EXERCISE DESCRIPTION: Select every line of the items below that contains the word "light" and copy each of those lines in full.

=== SUPPLIED DATA ===

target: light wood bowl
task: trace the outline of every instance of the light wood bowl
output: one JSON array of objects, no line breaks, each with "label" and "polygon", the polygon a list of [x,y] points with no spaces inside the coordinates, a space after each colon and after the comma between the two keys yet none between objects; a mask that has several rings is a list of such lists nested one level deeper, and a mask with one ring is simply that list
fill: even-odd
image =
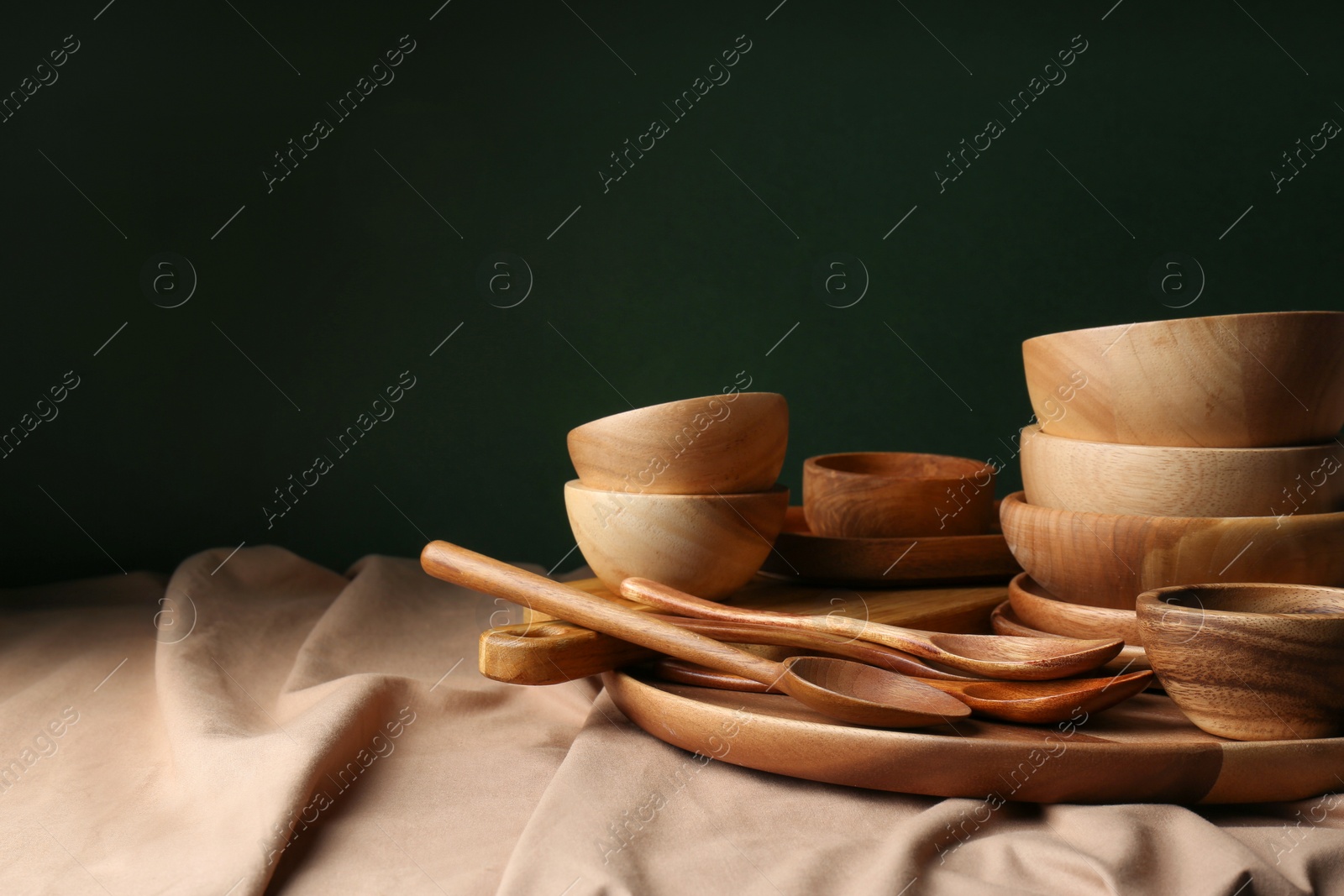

===

COMPLETED TASK:
target: light wood bowl
task: trace the outline of every instance of the light wood bowl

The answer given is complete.